TO BE DONE
Give every line of the items below as a Markdown table with two columns, Row and Line, numbering the rows in order and leaving out any blank lines.

PROVIDED MATERIAL
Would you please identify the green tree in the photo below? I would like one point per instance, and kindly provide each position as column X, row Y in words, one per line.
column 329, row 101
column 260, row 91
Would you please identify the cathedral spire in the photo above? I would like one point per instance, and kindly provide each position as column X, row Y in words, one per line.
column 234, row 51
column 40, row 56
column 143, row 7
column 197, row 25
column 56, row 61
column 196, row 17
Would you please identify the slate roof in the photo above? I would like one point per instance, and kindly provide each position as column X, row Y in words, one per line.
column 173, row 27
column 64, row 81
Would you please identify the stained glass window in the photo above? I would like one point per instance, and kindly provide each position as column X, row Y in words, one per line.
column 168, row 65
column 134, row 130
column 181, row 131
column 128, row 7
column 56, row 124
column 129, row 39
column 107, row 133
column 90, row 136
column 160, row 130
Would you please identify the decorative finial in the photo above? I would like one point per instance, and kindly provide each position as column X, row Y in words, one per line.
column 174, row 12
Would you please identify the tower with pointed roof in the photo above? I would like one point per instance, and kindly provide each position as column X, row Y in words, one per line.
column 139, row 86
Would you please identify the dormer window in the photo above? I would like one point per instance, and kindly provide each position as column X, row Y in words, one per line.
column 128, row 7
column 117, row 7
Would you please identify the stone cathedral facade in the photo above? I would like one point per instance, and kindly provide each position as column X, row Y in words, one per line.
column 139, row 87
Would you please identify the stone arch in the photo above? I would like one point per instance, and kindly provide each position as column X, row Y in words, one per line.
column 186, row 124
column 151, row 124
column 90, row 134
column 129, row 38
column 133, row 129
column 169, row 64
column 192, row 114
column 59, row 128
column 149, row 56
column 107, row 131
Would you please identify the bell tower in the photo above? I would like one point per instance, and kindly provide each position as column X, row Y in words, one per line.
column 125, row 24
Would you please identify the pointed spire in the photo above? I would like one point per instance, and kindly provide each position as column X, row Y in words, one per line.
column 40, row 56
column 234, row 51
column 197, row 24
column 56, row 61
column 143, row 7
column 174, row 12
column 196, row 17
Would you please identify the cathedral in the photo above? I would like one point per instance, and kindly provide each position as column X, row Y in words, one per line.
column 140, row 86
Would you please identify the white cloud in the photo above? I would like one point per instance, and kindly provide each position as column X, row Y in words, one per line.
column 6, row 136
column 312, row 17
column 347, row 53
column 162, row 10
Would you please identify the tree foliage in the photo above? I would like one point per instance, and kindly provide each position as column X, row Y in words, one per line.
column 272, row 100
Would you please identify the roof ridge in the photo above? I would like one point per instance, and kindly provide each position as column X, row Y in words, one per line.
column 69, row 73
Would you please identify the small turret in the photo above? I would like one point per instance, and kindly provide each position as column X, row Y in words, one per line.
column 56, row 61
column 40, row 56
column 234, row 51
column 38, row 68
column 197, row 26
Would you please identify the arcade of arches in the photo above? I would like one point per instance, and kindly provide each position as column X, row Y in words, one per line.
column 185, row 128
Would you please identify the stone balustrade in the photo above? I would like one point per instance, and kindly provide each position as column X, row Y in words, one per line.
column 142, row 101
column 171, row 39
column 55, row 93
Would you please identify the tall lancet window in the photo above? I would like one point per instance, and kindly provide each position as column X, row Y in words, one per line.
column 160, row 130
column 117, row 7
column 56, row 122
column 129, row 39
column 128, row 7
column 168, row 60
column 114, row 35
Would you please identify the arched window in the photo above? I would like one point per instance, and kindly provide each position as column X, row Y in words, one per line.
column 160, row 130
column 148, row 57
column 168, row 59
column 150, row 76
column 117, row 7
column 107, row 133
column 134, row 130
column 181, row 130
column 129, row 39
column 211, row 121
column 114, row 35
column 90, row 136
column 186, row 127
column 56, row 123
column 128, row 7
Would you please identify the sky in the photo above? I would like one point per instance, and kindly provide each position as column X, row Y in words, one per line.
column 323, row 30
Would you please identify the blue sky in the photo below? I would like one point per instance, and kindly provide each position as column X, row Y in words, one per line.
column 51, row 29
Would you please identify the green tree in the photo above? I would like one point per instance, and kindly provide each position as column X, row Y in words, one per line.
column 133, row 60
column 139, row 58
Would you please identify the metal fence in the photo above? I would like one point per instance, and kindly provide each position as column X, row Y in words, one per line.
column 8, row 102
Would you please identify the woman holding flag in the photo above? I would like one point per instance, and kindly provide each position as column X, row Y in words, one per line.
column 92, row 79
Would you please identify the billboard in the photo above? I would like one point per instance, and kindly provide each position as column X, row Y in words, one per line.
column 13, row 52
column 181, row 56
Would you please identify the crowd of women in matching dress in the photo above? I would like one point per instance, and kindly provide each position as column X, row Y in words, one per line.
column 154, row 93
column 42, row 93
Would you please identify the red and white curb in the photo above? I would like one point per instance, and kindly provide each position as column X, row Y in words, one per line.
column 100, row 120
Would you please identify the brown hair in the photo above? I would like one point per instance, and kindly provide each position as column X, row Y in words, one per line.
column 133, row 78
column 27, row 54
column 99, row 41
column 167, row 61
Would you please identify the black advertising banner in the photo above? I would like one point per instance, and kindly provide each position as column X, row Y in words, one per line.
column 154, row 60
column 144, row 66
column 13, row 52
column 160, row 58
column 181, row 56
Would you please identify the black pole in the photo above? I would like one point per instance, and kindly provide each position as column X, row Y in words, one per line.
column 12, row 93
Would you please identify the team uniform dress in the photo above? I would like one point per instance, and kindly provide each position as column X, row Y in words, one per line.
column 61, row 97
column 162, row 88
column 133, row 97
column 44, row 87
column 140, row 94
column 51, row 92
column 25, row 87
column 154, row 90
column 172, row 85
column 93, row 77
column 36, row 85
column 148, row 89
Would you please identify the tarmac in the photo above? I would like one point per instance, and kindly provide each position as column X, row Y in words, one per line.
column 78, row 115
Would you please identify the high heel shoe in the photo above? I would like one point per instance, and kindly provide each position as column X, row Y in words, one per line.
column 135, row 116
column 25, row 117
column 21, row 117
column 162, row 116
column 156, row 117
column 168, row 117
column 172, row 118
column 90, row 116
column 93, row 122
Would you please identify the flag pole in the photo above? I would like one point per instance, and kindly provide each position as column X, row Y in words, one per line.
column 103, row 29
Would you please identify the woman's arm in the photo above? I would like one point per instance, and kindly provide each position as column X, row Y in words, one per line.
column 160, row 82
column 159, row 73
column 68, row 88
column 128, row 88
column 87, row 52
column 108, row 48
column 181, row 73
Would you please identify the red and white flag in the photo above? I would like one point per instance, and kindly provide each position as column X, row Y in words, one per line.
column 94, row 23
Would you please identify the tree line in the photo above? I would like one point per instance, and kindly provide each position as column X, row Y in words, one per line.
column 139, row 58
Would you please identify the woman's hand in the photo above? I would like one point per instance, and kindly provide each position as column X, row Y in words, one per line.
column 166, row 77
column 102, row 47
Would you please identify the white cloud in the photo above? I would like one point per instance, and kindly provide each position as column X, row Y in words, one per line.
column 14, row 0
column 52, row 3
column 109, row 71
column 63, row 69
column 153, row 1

EXERCISE ANSWER
| Row | Line |
|---|---|
| 1 | Would you please identify the green tree in the photo below? I would like one point per instance, and kindly provide each position as column X, row Y in words, one per line. |
| 2 | column 329, row 101 |
| 3 | column 260, row 91 |
| 4 | Would you please identify the cathedral spire in the photo above? I would like one point per instance, and kindly provide each position as column X, row Y in words, one per line. |
| 5 | column 234, row 51 |
| 6 | column 40, row 56 |
| 7 | column 143, row 7 |
| 8 | column 197, row 25 |
| 9 | column 56, row 61 |
| 10 | column 196, row 17 |
| 11 | Would you please identify the slate roof in the photo above? I would like one point per instance, and kindly provide each position as column X, row Y in words, one per line. |
| 12 | column 173, row 27 |
| 13 | column 64, row 81 |
| 14 | Would you please identify the stained glass window in the photo above? I would like one point per instance, and kindly provide each position as column X, row Y in words, one per line. |
| 15 | column 168, row 65 |
| 16 | column 134, row 130 |
| 17 | column 181, row 131 |
| 18 | column 128, row 7 |
| 19 | column 56, row 124 |
| 20 | column 129, row 39 |
| 21 | column 107, row 133 |
| 22 | column 90, row 136 |
| 23 | column 160, row 130 |
| 24 | Would you please identify the decorative finial in the photo above? I would like one point per instance, and kindly provide each position as column X, row Y in words, one per line. |
| 25 | column 174, row 12 |
| 26 | Would you please identify the tower with pointed roof in the photo above? I would like one point per instance, and kindly provide each position as column X, row Y in words, one per line. |
| 27 | column 139, row 86 |
| 28 | Would you please identify the dormer window in the photo above? I would like one point per instance, and kindly provide each position as column X, row Y in words, one per line. |
| 29 | column 128, row 7 |
| 30 | column 117, row 7 |
| 31 | Would you please identify the stone cathedral facade in the photo above? I would like one point per instance, and kindly provide each position as column X, row Y in words, one per line. |
| 32 | column 139, row 87 |
| 33 | Would you please identify the stone arch in the photo above? I would like one point per instance, and kindly provide each position as column X, row Y in words, one per line. |
| 34 | column 186, row 124 |
| 35 | column 151, row 124 |
| 36 | column 90, row 134 |
| 37 | column 129, row 38 |
| 38 | column 133, row 129 |
| 39 | column 169, row 64 |
| 40 | column 192, row 114 |
| 41 | column 59, row 128 |
| 42 | column 149, row 56 |
| 43 | column 107, row 131 |
| 44 | Would you please identify the bell tower in the photo above? I would like one point per instance, and kindly provide each position as column X, row Y in words, one per line. |
| 45 | column 125, row 24 |
| 46 | Would you please identify the pointed spire in the photo above? I would like one point per instance, and kindly provide each position as column X, row Y in words, one per line. |
| 47 | column 40, row 56 |
| 48 | column 234, row 51 |
| 49 | column 197, row 24 |
| 50 | column 56, row 61 |
| 51 | column 143, row 7 |
| 52 | column 174, row 12 |
| 53 | column 196, row 17 |
| 54 | Would you please identify the cathedral in the photo above? I would like one point per instance, and kindly provide each position as column X, row Y in words, one per line. |
| 55 | column 140, row 86 |
| 56 | Would you please identify the white cloud in the photo above? I would like one point per instance, and kindly provide each position as column X, row Y in words, one per line. |
| 57 | column 6, row 136 |
| 58 | column 312, row 17 |
| 59 | column 347, row 53 |
| 60 | column 162, row 10 |
| 61 | Would you please identify the tree foliage in the photo above? I would like one point per instance, and kindly provide each position as column X, row Y in words, one per line. |
| 62 | column 272, row 100 |
| 63 | Would you please identify the roof ridge in the photo above? I would like one point per instance, and kindly provide each position as column X, row Y in words, one per line. |
| 64 | column 69, row 73 |
| 65 | Would you please identify the small turret in the photo above? I would like one point per instance, and kindly provide each position as column X, row Y in words, one per line. |
| 66 | column 56, row 61 |
| 67 | column 40, row 56 |
| 68 | column 234, row 51 |
| 69 | column 38, row 68 |
| 70 | column 197, row 26 |
| 71 | Would you please identify the arcade of arches in the photo above? I would like one point per instance, and kindly provide each position as column X, row Y in words, one per line. |
| 72 | column 185, row 128 |
| 73 | Would you please identify the stone balustrade in the photo above? I would like one point per instance, and kindly provide each position as column X, row Y in words, one per line. |
| 74 | column 142, row 101 |
| 75 | column 171, row 39 |
| 76 | column 55, row 93 |
| 77 | Would you please identify the tall lancet window in the photo above? I would like one point per instance, and kindly provide each position as column X, row Y in words, one per line. |
| 78 | column 160, row 130 |
| 79 | column 117, row 7 |
| 80 | column 56, row 122 |
| 81 | column 129, row 39 |
| 82 | column 128, row 7 |
| 83 | column 168, row 60 |
| 84 | column 114, row 35 |
| 85 | Would you please identify the arched window in the photo above? I would like one point per instance, and kindly provide each position as column X, row Y in words, one per line. |
| 86 | column 160, row 130 |
| 87 | column 148, row 57 |
| 88 | column 168, row 59 |
| 89 | column 150, row 76 |
| 90 | column 117, row 7 |
| 91 | column 107, row 133 |
| 92 | column 134, row 130 |
| 93 | column 181, row 130 |
| 94 | column 129, row 39 |
| 95 | column 211, row 121 |
| 96 | column 114, row 35 |
| 97 | column 90, row 136 |
| 98 | column 186, row 127 |
| 99 | column 56, row 123 |
| 100 | column 128, row 7 |
| 101 | Would you please identify the sky in the photo above? I would like one point per instance, and kindly provide each position as column X, row Y in words, one per line. |
| 102 | column 323, row 30 |
| 103 | Would you please identify the blue sky in the photo below? I would like one point per instance, and kindly provide each position as column X, row Y in words, one per line. |
| 104 | column 51, row 29 |
| 105 | Would you please identify the green tree in the photo above? I would like one point per instance, and kindly provide each position as column X, row Y in words, one per line. |
| 106 | column 133, row 60 |
| 107 | column 139, row 58 |
| 108 | Would you please identify the metal fence in the photo above? I would like one point per instance, and kindly provide each position as column X, row Y in words, one per line. |
| 109 | column 8, row 102 |
| 110 | Would you please identify the woman holding flag in the photo above? I would like one point per instance, and kindly provide each position as column X, row Y in words, one per line. |
| 111 | column 92, row 79 |
| 112 | Would you please identify the billboard in the photo above? I would like one point per instance, and kindly provide each position as column X, row Y in words, one per line. |
| 113 | column 13, row 52 |
| 114 | column 181, row 56 |
| 115 | Would you please identify the crowd of women in matching dress in the photo above? I would like one point per instance, and kindly provide each position as column X, row Y in words, one per line. |
| 116 | column 154, row 93 |
| 117 | column 42, row 93 |
| 118 | Would you please identify the red and white curb in the photo above? I would like one point per instance, and kindly provide each position as column X, row Y in words, one per line. |
| 119 | column 100, row 120 |
| 120 | Would you please identify the brown hair in the photo above? I would like one point per instance, and kindly provide each position as column X, row Y in words, one per line. |
| 121 | column 133, row 78 |
| 122 | column 27, row 54 |
| 123 | column 99, row 41 |
| 124 | column 167, row 61 |
| 125 | Would you please identify the black advertising banner in the photo above? I would like one point per instance, and kindly provide each position as column X, row Y in words, one per line. |
| 126 | column 154, row 60 |
| 127 | column 144, row 66 |
| 128 | column 13, row 52 |
| 129 | column 160, row 58 |
| 130 | column 181, row 56 |
| 131 | Would you please identify the black pole in the photo above? I would like one point per instance, and kindly provide each position as column X, row Y in words, one per line. |
| 132 | column 12, row 93 |
| 133 | Would you please identify the team uniform dress in the photo above? I would like one point per instance, and kindly provide each position as column X, row Y in words, one per line. |
| 134 | column 61, row 97 |
| 135 | column 162, row 88 |
| 136 | column 133, row 97 |
| 137 | column 44, row 87 |
| 138 | column 140, row 94 |
| 139 | column 51, row 92 |
| 140 | column 25, row 87 |
| 141 | column 154, row 90 |
| 142 | column 172, row 85 |
| 143 | column 93, row 77 |
| 144 | column 36, row 85 |
| 145 | column 148, row 89 |
| 146 | Would you please identify the tarmac in the photo above? I would like one point per instance, and kindly provide each position as column X, row Y in words, one per line. |
| 147 | column 78, row 115 |
| 148 | Would you please identify the high heel shoe in the photo above? I would like one point per instance, and kindly provide each position as column X, row Y in words, one per line. |
| 149 | column 135, row 116 |
| 150 | column 25, row 117 |
| 151 | column 21, row 117 |
| 152 | column 162, row 116 |
| 153 | column 156, row 117 |
| 154 | column 168, row 117 |
| 155 | column 172, row 118 |
| 156 | column 90, row 116 |
| 157 | column 93, row 122 |
| 158 | Would you please identify the flag pole in the photo above? I would like one point per instance, and kindly provide each position as column X, row Y in words, one per line. |
| 159 | column 103, row 29 |
| 160 | Would you please identify the woman's arm in the photo above? I would like one point per instance, and kindly provide each position as column X, row Y in words, one per line. |
| 161 | column 160, row 82 |
| 162 | column 159, row 73 |
| 163 | column 68, row 88 |
| 164 | column 128, row 88 |
| 165 | column 87, row 52 |
| 166 | column 108, row 48 |
| 167 | column 181, row 73 |
| 168 | Would you please identify the red and white flag in the photo above? I would like one point per instance, and kindly provide each position as column X, row Y in words, one per line. |
| 169 | column 94, row 23 |
| 170 | Would you please identify the tree line in the photo above? I would like one point per instance, and kindly provide each position as column X, row Y in words, one per line. |
| 171 | column 139, row 58 |
| 172 | Would you please identify the woman's hand in the photo above? I would like one point per instance, and kindly provide each position as column X, row Y in words, one per line. |
| 173 | column 166, row 77 |
| 174 | column 102, row 47 |
| 175 | Would you please identify the white cloud in the photo above? I would like one point per instance, and kindly provide each position as column X, row Y in words, one per line. |
| 176 | column 14, row 0 |
| 177 | column 52, row 3 |
| 178 | column 109, row 71 |
| 179 | column 63, row 69 |
| 180 | column 153, row 1 |